# TEXTE EXTRAIT
((

S. Freud, L’inquiétante étrangeté.
« C’est paradoxalement lorsque l’individu n’a pas peur de se défaire qu’il a le plus de chances d’atteindre réellement ce qu’il est. »
M. de M’Uzan, Contre-transfert et système paradoxal.

1Cet article propose une approche de la fin de la vie à partir de la relation au maternel telle qu’elle a été élaborée dans le 71e Congrès des Psychanalystes de Langue Française.

2Sans la nommer de façon explicite, l’approche psychanalytique de la fin de vie développée par M. de M’Uzan dans son article de 1977, « Le travail de trépas », correspond tout à fait à la description du lien au maternel à la fin de l’existence.

3Nous allons présenter les aspects culturels et spirituels de la mort humaine, puis nous ferons le lien avec la reprise de la spiritualité à la fin de la vie, nous aborderons la maladie d’Alzheimer comme un échec du maternel lors de la vieillesse et nous finirons par l’approche maternelle du psychisme en fin de vie à partir de l’article de M. de M’Uzan.

Aspects culturels, médicaux et spirituels de la mort

4Nous allons fixer notre attention sur des aspects connus de la mort, évocateurs d’une façon ou d’une autre de son lien avec le maternel.

5Dans l’art, on trouve régulièrement associées l’image de la femme et de la mère à celle de la mort. Les exemples sont nombreux. D’un côté, dans l’art religieux, nous trouvons les images de la pietà où Marie apparaît en train d’accueillir amoureusement son fils mort. M. de Hennezel, psychologue spécialisée dans la fin de la vie, décrit ainsi le moment de la mort d’Yvan Amar, un philosophe et mystique mort en 1999 : « Elle [sa femme] le tient contre lui, ses bras autour de son corps si frêle, sa main posée sur son cœur. Silencieuse. Puis elle lui dit : “Je t’ai accompagné de tout mon cœur.” C’est alors que le cœur d’Yvan cesse de battre » (p. 17).

6Dans un autre registre, la tradition associe féminité et mort à travers la représentation de la « faucheuse », mort féminisée ayant droit tout-puissant de vie et de mort.

7On peut apercevoir l’évocation du maternel dans les expériences de mort imminente décrites par des personnes ayant vécu des situations de risque vital et ayant repris une conscience normale par la suite. Comme l’explique Philippe Labro dans son œuvre La traversée, dédicacée par ailleurs à sa mère, ces expériences sont des impressions d’aspiration, de bien-être absolu, de conduit de lumière, d’expansion sensorielle jusqu’à l’expérience de décorporation où il se sent appartenir à un espace autre que son corps propre. Cette description, répétée dans d’autres nombreux cas, présente des ressemblances étonnantes avec l’expansion de l’être, le flou des limites, la complétude, propres au lien primitif au maternel et que l’on retrouve ici à l’imminence de la mort.

))

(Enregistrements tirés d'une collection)
((

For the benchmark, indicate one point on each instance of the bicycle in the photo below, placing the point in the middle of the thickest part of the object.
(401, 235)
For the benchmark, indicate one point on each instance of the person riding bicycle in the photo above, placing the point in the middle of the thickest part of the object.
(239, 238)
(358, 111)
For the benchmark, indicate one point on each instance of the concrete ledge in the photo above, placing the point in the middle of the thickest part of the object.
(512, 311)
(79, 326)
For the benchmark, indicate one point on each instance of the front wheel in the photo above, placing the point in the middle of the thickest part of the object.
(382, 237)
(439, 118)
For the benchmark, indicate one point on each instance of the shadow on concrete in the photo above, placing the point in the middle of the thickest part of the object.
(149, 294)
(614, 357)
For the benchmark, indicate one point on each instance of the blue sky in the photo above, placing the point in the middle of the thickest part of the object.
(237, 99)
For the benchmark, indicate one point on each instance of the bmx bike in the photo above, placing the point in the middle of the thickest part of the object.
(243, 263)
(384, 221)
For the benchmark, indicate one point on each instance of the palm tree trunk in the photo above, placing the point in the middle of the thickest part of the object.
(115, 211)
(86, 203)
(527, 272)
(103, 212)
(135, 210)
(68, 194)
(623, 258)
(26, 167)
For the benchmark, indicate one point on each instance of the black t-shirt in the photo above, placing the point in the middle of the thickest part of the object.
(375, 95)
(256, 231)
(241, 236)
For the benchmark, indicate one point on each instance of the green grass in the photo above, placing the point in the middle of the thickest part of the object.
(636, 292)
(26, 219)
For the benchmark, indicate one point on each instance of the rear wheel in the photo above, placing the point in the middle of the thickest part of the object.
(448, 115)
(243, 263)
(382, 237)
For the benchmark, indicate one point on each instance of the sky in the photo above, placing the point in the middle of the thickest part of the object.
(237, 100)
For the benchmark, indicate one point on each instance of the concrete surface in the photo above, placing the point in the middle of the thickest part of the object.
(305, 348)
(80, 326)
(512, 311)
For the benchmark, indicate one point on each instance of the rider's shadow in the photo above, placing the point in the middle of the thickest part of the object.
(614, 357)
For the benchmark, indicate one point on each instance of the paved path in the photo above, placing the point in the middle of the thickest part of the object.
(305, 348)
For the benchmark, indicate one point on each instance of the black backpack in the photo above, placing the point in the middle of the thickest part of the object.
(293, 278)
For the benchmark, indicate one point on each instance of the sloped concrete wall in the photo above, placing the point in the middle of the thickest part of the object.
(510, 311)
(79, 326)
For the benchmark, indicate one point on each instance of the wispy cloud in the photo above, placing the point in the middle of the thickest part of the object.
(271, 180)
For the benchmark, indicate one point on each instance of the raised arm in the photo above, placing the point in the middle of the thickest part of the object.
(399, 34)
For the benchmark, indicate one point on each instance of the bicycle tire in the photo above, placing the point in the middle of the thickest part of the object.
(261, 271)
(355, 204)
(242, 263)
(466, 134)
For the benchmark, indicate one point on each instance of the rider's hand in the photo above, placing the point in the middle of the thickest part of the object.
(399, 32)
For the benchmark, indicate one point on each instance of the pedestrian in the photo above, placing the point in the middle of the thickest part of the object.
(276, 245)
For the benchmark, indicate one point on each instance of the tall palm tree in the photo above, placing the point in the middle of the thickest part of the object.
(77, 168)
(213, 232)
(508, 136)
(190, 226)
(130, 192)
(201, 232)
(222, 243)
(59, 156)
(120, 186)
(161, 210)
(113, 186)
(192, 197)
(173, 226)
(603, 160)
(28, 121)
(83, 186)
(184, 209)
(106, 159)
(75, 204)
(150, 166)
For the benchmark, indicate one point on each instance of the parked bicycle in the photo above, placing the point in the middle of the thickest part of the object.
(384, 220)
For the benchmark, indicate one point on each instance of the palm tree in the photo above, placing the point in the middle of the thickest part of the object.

))

# QUESTIONS À TRAITER
[a] Les affirmations suivantes sont-elles conformes au texte sur la fin de vie ? (i) L'article « Le travail de trépas » de M. de M'Uzan date de 1977. (ii) Yvan Amar est mort en 2001. (iii) Philippe Labro a dédicacé La traversée à son père. Pour chacune, répondez par oui ou non et citez les mots du texte qui permettent de trancher.
[b] Recopiez le passage du texte sur la fin de vie qui commence aux mots « S. Freud, L’inquiétante étrangeté. » et s'arrête après les mots « fin de l’existence. ».
[c] Dans le texte sur la fin de vie, quelle est la spécialité de M. de Hennezel ?

# RÉPONSES RÉDIGÉES
[a]
(i) Oui : « dans son article de 1977, « Le travail de trépas » ».
(ii) Non : « un philosophe et mystique mort en 1999 ».
(iii) Non : « dédicacée par ailleurs à sa mère ».

[b]
S. Freud, L’inquiétante étrangeté.
« C’est paradoxalement lorsque l’individu n’a pas peur de se défaire qu’il a le plus de chances d’atteindre réellement ce qu’il est. »
M. de M’Uzan, Contre-transfert et système paradoxal.

1Cet article propose une approche de la fin de la vie à partir de la relation au maternel telle qu’elle a été élaborée dans le 71e Congrès des Psychanalystes de Langue Française.

2Sans la nommer de façon explicite, l’approche psychanalytique de la fin de vie développée par M. de M’Uzan dans son article de 1977, « Le travail de trépas », correspond tout à fait à la description du lien au maternel à la fin de l’existence.

[c] Psychologue spécialisée dans la fin de la vie.